## Aim of the exercise:
Return all entries word for word, but drop any images.
#####
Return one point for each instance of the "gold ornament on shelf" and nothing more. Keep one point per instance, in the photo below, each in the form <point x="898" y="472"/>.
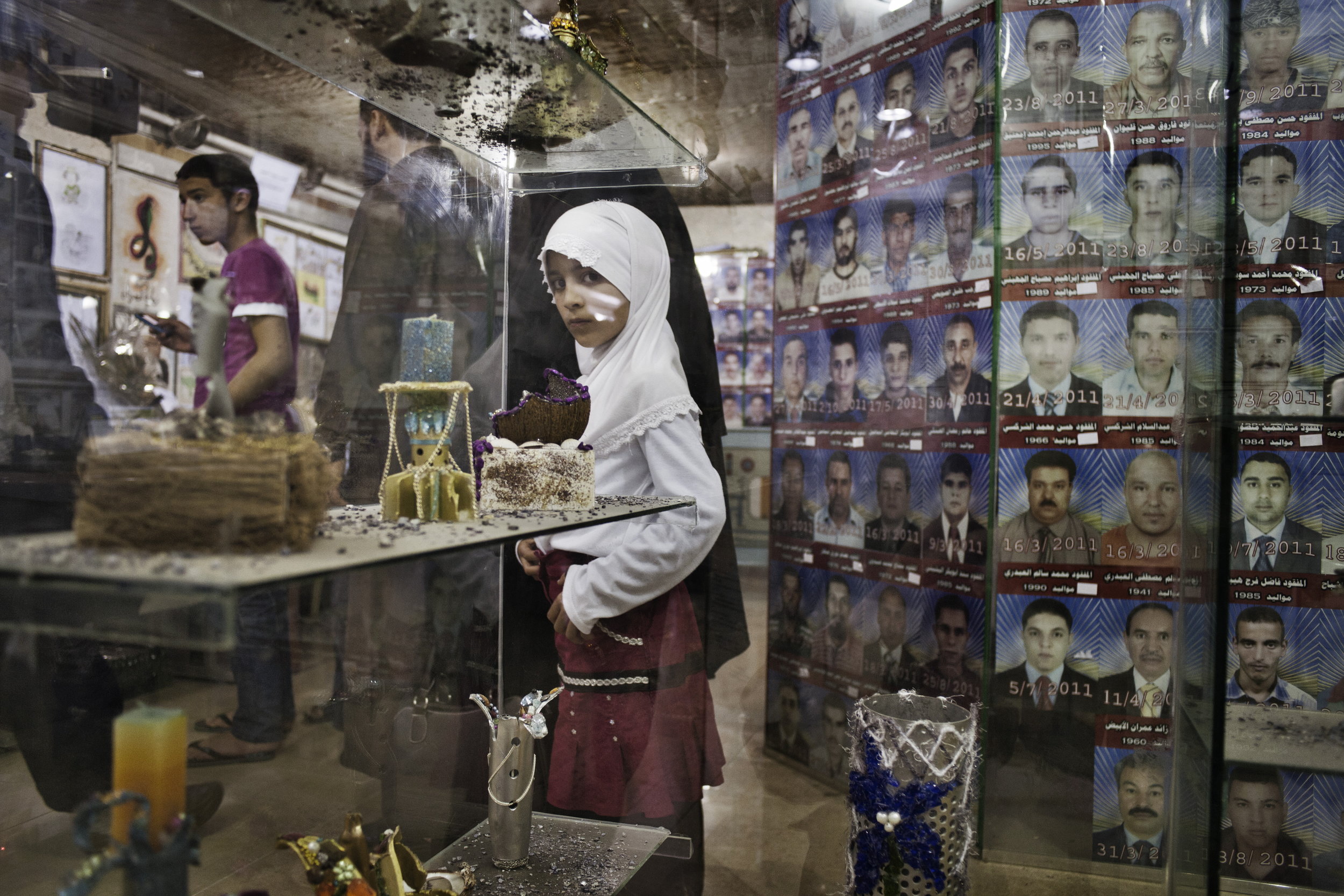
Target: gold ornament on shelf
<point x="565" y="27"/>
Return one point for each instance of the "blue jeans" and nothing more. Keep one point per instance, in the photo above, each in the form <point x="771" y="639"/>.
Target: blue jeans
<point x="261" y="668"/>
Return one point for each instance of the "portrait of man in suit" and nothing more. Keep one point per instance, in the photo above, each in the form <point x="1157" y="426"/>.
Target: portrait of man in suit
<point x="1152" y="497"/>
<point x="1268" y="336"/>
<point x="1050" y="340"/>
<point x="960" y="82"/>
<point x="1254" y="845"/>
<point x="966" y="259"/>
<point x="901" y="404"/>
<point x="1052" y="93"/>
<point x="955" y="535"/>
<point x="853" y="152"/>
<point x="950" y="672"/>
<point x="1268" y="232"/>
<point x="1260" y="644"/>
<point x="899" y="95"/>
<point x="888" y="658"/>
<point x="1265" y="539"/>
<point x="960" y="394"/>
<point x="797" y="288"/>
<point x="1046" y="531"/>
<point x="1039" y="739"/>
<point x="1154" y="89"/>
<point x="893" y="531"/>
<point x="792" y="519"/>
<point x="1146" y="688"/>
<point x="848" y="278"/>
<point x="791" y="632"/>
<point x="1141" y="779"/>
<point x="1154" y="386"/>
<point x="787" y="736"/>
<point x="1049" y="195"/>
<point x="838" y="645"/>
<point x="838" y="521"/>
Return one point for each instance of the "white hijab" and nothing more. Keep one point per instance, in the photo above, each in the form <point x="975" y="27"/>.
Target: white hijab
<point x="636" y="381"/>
#####
## Reply to the task:
Return one point for each instance of the "gold ornament on shelf" and nothing more. Keep one point per instance, in the photo below, each in the form <point x="898" y="472"/>.
Target: gold ornament on shelf
<point x="565" y="27"/>
Return one point for each instance of the "blue jeans" and nothing more. Keep one point per instance, in the photo above, each in the form <point x="771" y="639"/>.
Target: blue jeans
<point x="261" y="668"/>
Return one point for each instance of the "portrait of man in suit" and nothing more. Keep one point per instance, in the photo above, each in the form <point x="1157" y="426"/>.
Target: portrait of man in suit
<point x="1152" y="497"/>
<point x="1268" y="336"/>
<point x="1050" y="340"/>
<point x="960" y="82"/>
<point x="1254" y="845"/>
<point x="966" y="259"/>
<point x="901" y="404"/>
<point x="1052" y="93"/>
<point x="955" y="535"/>
<point x="853" y="152"/>
<point x="950" y="672"/>
<point x="1268" y="232"/>
<point x="1260" y="644"/>
<point x="899" y="95"/>
<point x="888" y="658"/>
<point x="1265" y="539"/>
<point x="960" y="394"/>
<point x="797" y="288"/>
<point x="1046" y="531"/>
<point x="1039" y="739"/>
<point x="1154" y="89"/>
<point x="893" y="531"/>
<point x="792" y="519"/>
<point x="1146" y="688"/>
<point x="848" y="278"/>
<point x="791" y="632"/>
<point x="1141" y="779"/>
<point x="1154" y="386"/>
<point x="787" y="736"/>
<point x="1049" y="195"/>
<point x="838" y="645"/>
<point x="838" y="521"/>
Return one point for each instance of the "white hijab" and nothing more. Keep one point per instance, in the photo above, each in the form <point x="975" y="27"/>.
Target: white hijab
<point x="636" y="381"/>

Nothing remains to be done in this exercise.